* _Textauszug_

• • • •

Veröffentlicht am 08. April 2025
Datensouveränität und Effizienz: Kadi4Mat für das digitale Labor

Hinter wissenschaftlich-technischen Errungenschaften steckt oft eine Phase des Experimentierens. Im Labor treffen Forschende, Fachleute der Ingenieurtechnik und analytische Köpfe aufeinander, um konzentriert an Proben und Versuchsaufbauten zu arbeiten – messen, dokumentieren und Ergebnisse hinterfragen – immer auf der Suche nach neuen Erkenntnissen. Jedes Experiment erzeugt dabei eine Fülle von Daten: Messwerte, Reaktionszeiten, Materialeigenschaften, bildbasierte Testergebnisse und mehr. Erst durch die Analyse dieser Datenmengen lassen sich Muster, Zusammenhänge und wissenschaftlich fundierte Rückschlüsse ziehen. Daher sind elektronische Laborjournale (ELN), eine Art Logbuch oder Versuchsprotokoll, in vielen Labors Standard. Ein Team um Dr. Michael Selzer vom Institut für Nanotechnologie (INT) des KIT hat die Plattform Kadi4Mat (Karlsruher Dateninfrastruktur für die Materialwissenschaften) entwickelt, die die Labordokumentation und -analyse schneller, smarter und nachhaltiger macht. Dabei geht Kadi4Mat weit über traditionelle elektronische Laborbücher hinaus.

• • • •

* _Arbeitsauftrag 1_
Gib den Textauszug über Kadi4Mat vollständig und wortgetreu wieder.
Die Datensätze haben mit dem Textauszug nichts zu tun.

• • • •

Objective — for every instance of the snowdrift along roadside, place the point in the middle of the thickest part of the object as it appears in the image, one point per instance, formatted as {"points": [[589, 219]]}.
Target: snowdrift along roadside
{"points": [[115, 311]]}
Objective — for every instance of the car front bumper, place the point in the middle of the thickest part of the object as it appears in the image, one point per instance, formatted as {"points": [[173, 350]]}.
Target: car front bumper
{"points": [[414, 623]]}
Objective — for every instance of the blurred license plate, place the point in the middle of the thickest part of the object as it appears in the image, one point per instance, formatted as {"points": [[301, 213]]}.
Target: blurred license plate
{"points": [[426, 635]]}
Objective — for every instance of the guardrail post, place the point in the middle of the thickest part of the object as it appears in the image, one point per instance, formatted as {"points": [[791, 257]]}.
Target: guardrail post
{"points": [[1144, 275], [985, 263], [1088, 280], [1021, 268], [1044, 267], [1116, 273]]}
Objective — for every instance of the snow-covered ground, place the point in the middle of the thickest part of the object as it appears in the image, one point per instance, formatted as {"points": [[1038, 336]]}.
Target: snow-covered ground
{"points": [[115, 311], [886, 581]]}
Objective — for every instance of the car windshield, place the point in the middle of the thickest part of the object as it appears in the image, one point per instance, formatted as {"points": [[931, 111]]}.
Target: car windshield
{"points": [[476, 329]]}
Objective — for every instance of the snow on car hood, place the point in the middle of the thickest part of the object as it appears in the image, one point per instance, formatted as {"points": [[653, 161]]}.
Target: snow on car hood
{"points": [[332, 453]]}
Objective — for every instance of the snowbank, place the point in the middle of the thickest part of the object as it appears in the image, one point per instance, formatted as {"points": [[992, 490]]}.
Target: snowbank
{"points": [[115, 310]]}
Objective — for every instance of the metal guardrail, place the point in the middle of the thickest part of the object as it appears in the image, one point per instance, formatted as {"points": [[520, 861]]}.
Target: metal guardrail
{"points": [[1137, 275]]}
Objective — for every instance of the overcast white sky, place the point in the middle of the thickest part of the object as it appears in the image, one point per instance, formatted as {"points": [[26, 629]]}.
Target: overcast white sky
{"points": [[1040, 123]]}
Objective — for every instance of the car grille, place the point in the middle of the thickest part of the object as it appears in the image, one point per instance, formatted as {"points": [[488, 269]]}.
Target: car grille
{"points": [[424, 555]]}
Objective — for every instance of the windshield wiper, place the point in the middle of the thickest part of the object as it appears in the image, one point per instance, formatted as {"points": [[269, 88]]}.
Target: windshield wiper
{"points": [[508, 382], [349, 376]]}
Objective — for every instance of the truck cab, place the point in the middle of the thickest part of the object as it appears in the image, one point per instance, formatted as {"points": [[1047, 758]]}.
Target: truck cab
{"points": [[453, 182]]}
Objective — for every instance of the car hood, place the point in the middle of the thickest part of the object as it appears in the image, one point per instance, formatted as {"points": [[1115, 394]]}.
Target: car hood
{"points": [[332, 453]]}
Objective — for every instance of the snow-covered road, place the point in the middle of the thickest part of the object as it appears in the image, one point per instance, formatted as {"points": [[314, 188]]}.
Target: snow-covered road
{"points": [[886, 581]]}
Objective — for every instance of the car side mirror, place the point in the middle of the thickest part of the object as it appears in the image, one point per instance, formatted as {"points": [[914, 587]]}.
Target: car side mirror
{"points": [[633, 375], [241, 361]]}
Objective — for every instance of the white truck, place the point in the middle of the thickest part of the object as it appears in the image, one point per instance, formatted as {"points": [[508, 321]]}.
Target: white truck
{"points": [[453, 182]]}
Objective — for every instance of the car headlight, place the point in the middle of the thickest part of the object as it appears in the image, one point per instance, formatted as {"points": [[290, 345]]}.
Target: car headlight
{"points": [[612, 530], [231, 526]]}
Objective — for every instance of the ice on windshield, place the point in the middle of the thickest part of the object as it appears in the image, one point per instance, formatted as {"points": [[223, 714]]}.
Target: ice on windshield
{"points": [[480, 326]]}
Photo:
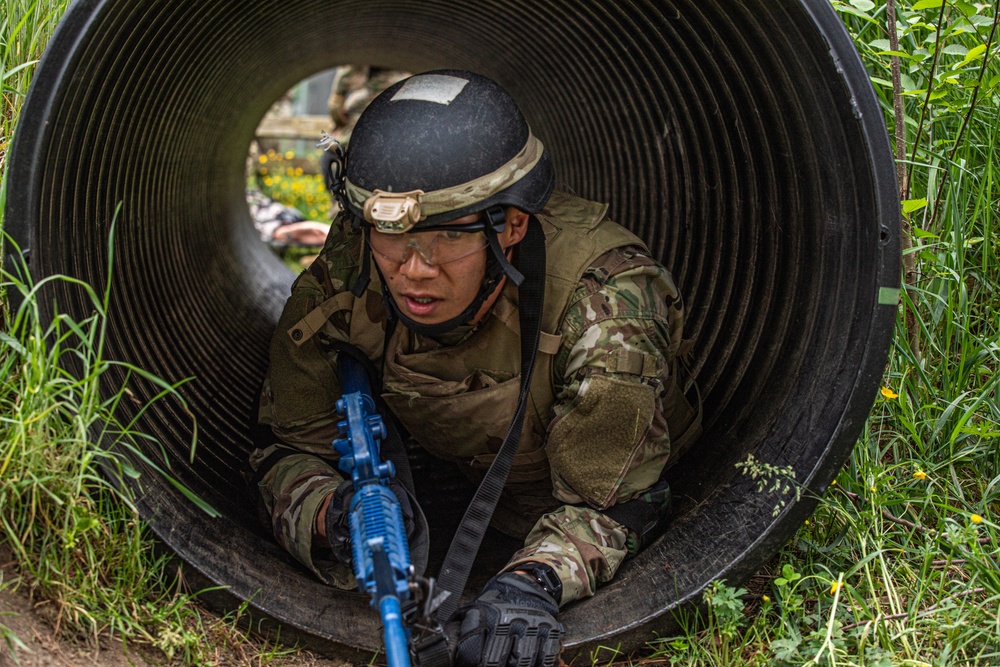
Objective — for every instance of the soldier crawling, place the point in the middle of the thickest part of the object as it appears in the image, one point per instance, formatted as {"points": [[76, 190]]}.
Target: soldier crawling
{"points": [[443, 180]]}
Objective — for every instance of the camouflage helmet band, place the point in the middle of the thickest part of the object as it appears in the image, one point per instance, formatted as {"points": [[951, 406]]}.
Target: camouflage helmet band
{"points": [[396, 213]]}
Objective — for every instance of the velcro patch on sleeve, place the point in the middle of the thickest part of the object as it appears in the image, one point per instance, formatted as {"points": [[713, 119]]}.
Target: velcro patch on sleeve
{"points": [[591, 446]]}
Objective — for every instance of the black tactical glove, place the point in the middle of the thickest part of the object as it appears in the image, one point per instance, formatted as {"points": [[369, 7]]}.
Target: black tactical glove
{"points": [[338, 523], [513, 623]]}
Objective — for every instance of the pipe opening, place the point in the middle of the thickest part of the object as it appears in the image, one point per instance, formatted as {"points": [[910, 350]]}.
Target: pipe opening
{"points": [[742, 141]]}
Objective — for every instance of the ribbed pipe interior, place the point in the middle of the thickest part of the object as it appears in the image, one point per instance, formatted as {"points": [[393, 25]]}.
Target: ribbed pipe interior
{"points": [[742, 141]]}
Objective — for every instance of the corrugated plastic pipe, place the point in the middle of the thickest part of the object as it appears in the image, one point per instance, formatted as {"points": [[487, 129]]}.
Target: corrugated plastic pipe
{"points": [[742, 140]]}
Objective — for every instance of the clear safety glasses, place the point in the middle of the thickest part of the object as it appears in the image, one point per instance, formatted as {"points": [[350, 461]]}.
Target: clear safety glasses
{"points": [[437, 245]]}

• • • •

* _Arbeitsauftrag 2_
Gib die Anzahl der Zeilen in den Datensätzen an, die das Wort „bumper“ enthalten, und antworte nur mit der Zahl.

* _Vollständige Ausgabe 1_
Veröffentlicht am 08. April 2025
Datensouveränität und Effizienz: Kadi4Mat für das digitale Labor

Hinter wissenschaftlich-technischen Errungenschaften steckt oft eine Phase des Experimentierens. Im Labor treffen Forschende, Fachleute der Ingenieurtechnik und analytische Köpfe aufeinander, um konzentriert an Proben und Versuchsaufbauten zu arbeiten – messen, dokumentieren und Ergebnisse hinterfragen – immer auf der Suche nach neuen Erkenntnissen. Jedes Experiment erzeugt dabei eine Fülle von Daten: Messwerte, Reaktionszeiten, Materialeigenschaften, bildbasierte Testergebnisse und mehr. Erst durch die Analyse dieser Datenmengen lassen sich Muster, Zusammenhänge und wissenschaftlich fundierte Rückschlüsse ziehen. Daher sind elektronische Laborjournale (ELN), eine Art Logbuch oder Versuchsprotokoll, in vielen Labors Standard. Ein Team um Dr. Michael Selzer vom Institut für Nanotechnologie (INT) des KIT hat die Plattform Kadi4Mat (Karlsruher Dateninfrastruktur für die Materialwissenschaften) entwickelt, die die Labordokumentation und -analyse schneller, smarter und nachhaltiger macht. Dabei geht Kadi4Mat weit über traditionelle elektronische Laborbücher hinaus.

* _Vollständige Ausgabe 2_
2